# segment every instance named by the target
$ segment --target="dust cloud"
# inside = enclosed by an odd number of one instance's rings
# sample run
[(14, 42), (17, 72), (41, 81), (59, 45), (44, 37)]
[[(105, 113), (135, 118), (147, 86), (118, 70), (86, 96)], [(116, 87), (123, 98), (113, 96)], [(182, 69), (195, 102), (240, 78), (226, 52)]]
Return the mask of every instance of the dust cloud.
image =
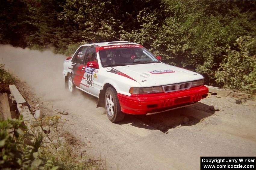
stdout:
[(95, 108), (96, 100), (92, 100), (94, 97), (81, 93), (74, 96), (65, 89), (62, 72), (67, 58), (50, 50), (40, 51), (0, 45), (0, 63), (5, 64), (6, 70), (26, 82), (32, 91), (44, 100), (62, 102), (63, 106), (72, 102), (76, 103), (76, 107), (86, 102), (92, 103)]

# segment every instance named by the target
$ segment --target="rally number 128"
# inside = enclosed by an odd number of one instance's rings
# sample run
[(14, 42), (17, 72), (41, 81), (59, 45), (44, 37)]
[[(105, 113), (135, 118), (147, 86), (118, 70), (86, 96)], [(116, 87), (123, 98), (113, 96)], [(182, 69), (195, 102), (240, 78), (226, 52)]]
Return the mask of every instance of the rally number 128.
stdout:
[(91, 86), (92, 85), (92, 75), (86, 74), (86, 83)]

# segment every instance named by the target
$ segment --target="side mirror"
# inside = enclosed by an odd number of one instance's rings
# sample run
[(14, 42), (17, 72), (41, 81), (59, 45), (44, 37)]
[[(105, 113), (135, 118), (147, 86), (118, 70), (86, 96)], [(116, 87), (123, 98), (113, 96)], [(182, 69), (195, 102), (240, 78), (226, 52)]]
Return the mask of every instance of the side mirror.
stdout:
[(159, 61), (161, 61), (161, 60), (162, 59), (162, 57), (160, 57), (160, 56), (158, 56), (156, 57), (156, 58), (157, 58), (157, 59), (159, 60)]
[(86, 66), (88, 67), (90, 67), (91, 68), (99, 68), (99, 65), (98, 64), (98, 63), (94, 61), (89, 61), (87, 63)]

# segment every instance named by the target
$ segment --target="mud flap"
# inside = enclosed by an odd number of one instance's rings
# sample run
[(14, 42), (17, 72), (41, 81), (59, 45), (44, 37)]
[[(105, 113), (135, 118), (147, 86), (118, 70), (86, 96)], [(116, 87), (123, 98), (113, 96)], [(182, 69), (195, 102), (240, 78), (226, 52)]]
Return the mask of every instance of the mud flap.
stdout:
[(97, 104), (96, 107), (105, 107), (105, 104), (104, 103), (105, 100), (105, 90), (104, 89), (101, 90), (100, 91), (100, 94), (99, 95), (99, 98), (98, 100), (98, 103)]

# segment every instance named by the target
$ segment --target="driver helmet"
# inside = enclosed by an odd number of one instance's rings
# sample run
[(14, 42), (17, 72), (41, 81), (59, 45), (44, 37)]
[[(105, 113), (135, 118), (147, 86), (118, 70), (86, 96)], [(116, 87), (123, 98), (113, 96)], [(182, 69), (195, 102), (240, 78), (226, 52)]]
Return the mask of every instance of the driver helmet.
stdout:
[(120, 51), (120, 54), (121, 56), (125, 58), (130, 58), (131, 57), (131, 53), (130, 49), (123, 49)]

-*-

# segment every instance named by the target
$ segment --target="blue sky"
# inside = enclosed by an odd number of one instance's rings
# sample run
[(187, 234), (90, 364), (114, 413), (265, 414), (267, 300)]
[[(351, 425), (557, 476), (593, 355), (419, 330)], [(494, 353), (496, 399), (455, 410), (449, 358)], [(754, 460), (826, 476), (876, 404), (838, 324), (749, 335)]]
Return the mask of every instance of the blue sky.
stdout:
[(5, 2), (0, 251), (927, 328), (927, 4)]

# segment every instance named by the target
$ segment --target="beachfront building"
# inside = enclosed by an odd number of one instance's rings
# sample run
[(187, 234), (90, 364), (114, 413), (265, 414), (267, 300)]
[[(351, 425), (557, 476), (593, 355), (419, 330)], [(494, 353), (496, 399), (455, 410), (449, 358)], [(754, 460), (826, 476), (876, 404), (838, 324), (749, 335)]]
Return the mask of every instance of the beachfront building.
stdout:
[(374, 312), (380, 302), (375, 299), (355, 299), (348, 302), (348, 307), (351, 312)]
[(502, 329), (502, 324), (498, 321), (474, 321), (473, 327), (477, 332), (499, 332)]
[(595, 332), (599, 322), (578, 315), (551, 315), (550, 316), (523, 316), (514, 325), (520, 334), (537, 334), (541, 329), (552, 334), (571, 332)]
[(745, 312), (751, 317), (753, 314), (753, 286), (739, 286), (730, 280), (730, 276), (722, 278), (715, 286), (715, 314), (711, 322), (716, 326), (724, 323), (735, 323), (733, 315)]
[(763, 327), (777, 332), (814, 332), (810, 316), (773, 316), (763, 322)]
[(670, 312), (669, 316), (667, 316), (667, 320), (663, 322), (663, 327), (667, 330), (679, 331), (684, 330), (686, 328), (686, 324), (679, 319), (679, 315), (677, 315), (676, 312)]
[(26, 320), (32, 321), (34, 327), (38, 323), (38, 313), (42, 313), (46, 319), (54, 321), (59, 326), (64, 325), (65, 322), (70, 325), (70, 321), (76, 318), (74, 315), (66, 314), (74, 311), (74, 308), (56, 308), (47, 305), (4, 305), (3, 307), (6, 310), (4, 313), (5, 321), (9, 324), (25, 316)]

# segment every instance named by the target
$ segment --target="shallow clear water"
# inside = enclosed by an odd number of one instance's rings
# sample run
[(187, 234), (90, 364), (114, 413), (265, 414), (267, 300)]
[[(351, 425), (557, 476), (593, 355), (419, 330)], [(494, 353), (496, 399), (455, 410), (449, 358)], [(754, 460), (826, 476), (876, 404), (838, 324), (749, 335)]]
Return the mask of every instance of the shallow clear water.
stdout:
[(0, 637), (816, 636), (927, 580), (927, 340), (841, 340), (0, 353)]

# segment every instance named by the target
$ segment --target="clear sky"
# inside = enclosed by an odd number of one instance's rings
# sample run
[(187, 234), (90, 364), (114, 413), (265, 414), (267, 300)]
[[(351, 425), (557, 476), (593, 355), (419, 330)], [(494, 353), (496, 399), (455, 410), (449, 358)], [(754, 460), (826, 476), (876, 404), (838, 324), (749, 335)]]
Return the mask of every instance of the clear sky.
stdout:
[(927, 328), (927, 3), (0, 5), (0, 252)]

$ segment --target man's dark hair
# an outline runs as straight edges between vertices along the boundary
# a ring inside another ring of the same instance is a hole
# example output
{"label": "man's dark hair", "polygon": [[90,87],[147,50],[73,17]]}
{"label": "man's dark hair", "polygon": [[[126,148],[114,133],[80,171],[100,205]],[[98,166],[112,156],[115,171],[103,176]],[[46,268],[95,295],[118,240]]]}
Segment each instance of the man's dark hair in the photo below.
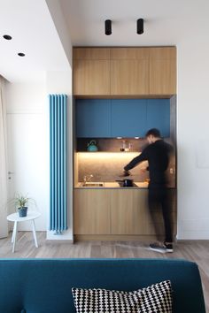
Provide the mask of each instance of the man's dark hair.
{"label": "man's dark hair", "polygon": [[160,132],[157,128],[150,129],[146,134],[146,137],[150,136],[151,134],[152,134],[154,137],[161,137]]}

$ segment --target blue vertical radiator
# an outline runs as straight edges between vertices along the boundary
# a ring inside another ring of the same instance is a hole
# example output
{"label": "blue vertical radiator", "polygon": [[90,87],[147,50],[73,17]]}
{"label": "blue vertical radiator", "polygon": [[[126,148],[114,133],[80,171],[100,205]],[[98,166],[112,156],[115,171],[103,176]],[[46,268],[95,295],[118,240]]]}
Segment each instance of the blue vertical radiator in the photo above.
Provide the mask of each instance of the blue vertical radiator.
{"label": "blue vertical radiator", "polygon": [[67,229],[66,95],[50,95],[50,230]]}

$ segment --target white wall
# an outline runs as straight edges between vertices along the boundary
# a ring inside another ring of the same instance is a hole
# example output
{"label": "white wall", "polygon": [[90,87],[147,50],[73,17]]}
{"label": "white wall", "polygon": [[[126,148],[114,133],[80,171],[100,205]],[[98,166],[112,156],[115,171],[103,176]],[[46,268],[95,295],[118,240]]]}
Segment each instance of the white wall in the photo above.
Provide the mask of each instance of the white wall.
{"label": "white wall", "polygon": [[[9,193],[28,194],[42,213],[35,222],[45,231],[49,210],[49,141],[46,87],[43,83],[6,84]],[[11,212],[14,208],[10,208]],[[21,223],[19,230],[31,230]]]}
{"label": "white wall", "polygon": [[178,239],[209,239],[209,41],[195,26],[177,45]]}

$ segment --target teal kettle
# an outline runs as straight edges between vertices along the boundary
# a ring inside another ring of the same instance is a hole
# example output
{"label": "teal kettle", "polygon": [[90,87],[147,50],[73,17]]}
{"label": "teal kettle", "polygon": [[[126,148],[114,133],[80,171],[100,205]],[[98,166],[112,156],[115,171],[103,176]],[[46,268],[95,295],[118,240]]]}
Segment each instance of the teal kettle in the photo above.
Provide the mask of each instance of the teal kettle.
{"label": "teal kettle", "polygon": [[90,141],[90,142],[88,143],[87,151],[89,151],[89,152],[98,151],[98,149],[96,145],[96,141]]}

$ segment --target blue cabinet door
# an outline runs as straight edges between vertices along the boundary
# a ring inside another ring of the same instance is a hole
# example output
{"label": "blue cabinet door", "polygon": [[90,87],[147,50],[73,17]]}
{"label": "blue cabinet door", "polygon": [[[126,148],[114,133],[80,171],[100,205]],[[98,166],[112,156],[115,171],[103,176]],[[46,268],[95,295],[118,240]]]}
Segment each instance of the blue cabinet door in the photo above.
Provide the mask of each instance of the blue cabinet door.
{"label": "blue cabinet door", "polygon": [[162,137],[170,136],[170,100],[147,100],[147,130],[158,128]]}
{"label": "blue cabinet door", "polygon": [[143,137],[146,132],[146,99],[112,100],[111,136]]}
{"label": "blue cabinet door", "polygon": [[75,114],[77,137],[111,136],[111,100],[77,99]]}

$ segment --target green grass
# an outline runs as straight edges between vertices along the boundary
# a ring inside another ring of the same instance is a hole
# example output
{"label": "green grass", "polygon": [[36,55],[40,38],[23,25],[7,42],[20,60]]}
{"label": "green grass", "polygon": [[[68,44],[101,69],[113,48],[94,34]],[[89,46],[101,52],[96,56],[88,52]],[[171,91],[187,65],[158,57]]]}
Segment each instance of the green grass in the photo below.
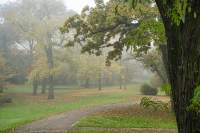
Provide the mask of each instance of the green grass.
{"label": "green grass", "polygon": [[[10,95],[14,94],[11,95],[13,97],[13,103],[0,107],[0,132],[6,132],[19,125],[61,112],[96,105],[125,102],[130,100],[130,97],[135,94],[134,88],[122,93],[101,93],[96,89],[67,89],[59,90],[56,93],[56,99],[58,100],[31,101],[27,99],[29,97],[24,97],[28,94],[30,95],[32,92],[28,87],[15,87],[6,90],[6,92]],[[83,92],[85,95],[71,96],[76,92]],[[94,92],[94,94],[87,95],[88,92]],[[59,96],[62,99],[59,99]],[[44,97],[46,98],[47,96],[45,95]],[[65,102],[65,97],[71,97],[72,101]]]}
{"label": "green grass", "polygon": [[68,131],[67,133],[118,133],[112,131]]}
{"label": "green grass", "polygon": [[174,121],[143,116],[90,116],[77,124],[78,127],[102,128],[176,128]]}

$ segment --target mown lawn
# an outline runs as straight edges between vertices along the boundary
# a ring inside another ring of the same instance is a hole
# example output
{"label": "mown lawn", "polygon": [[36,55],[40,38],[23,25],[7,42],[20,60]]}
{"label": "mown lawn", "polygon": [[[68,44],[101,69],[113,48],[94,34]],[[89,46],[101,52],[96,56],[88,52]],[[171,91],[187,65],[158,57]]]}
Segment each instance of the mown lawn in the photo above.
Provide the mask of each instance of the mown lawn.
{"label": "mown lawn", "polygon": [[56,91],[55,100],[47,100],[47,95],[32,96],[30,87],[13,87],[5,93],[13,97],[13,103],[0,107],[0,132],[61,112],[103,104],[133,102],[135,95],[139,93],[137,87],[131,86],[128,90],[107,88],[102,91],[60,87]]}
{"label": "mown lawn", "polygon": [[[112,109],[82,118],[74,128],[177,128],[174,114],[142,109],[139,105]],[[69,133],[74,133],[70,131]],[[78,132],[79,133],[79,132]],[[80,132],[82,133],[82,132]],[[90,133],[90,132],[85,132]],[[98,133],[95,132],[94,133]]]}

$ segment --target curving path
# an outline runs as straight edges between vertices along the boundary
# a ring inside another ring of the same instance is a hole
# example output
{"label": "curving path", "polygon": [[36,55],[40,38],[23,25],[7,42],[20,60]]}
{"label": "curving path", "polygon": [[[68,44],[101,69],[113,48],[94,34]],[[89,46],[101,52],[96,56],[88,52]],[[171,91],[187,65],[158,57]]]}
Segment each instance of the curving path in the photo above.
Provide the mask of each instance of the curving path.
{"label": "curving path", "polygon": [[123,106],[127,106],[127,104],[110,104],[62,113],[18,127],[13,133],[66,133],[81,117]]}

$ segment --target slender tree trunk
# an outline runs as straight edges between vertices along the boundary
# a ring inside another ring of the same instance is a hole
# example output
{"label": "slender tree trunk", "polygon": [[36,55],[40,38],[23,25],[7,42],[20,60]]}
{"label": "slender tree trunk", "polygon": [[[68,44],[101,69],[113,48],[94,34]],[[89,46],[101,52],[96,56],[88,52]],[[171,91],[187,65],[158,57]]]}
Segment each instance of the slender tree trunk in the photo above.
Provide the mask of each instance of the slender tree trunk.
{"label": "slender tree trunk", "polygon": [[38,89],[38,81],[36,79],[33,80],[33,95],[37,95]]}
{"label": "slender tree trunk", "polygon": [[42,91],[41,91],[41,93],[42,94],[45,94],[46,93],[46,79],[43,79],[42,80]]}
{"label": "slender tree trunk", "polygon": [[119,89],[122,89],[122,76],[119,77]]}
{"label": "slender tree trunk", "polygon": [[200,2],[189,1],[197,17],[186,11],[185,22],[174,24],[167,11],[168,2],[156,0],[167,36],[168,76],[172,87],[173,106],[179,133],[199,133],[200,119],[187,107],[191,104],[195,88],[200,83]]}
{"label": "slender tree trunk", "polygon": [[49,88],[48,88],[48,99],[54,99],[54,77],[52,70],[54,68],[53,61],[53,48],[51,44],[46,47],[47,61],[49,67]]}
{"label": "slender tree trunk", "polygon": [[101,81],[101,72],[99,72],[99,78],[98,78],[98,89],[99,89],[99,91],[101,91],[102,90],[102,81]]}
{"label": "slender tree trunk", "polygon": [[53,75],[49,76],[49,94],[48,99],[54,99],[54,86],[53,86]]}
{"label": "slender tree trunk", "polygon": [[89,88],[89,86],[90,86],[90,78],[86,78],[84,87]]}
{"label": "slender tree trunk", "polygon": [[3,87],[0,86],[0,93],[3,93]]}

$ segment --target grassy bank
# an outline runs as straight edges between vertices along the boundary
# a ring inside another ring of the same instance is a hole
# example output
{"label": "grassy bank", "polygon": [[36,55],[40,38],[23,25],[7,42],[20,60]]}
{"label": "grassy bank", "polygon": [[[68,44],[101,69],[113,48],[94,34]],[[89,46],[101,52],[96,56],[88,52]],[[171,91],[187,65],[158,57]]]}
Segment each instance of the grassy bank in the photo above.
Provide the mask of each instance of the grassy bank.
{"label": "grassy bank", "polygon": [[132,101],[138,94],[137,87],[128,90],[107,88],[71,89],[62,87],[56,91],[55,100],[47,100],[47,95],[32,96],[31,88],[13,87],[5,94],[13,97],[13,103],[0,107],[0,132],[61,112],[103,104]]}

-*-

## What you will do
Report how many lines of the records above contain the string "path", matching case exactly, and give only that number.

## Response below
6